EXTRACT TO READ:
+ + + +

Between Certain Death and a Possible Future: Queer Writing on Growing up with the AIDS Crisis is a superb book edited by Mattilda Bernstein Sycamore. Much of the story-telling and scholarship around HIV and AIDS feature either the generation of adults that suffered through its first, mysterious, devastating wave, or the people growing up now, in an age where HIV is preventable. This collection brings together more than 35 essays that reckon with the generation in-between: the queer community who blossomed, came out, grew up, when the HIV pandemic was already raging. A generation that grew up knowing that gay = AIDS = death, and trying to reconcile that with their own desires.

+ + + +

WHAT YOU ARE ASKED TO DO:
Continue the review of the essay collection on growing up queer during the AIDS crisis, starting after its final sentence. The records that come next are separate material, unrelated to the text.

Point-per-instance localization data
+ + + +

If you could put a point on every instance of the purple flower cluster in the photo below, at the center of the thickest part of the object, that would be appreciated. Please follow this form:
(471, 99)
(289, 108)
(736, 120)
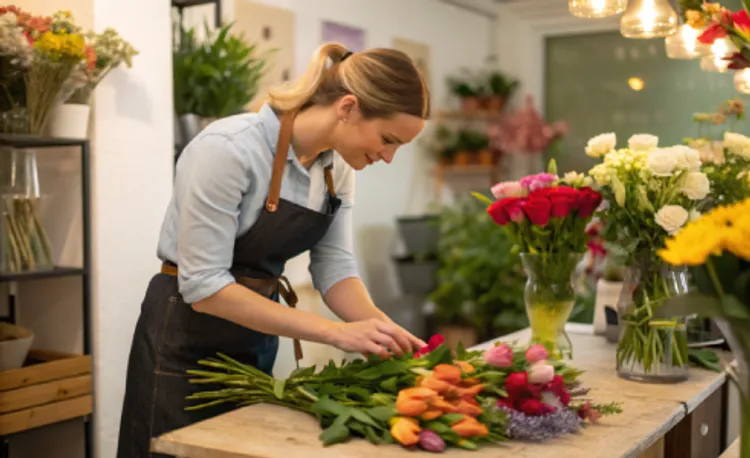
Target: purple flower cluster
(539, 428)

+ + + +

RESULT:
This is an absolute must-read for those interested in the history of the LGBTQ community, its intersectionalities, and the way HIV has continued to impact people up to today. Essays tackle a variety of reactions to coming out amidst the terror of "the virus," from denial (it won't happen to me, it doesn't happen to people like me) to recklessness (if gay means death, then it's inevitable anyway) to hostility (blaming it on certain populations, lashing out) to overwhelming fear (censoring of desire, hiding in monogamy, avoiding penetrative sex). To some, long-term relationships felt impossible because of the inevitability of death—to others, they felt like the only safe option. Anti-Blackness, classism, and the overwhelmingly white and cis media representation of the virus made it hard for young queer people of color to understand their place in the crisis. One writer described growing up in the era as "walking into an epilogue," as he tried and failed to find the community of queer mentors and artists he'd heard so much about.
The essays also discuss the life "after" PrEP. It was disorienting for many to find that their gay identity was no longer linked to imminent or inevitable death. PrEP served for some as an anti-anxiety medication almost, a drug that they could depend on to finally help them feel safe, rather than lost, unmoored, targeted.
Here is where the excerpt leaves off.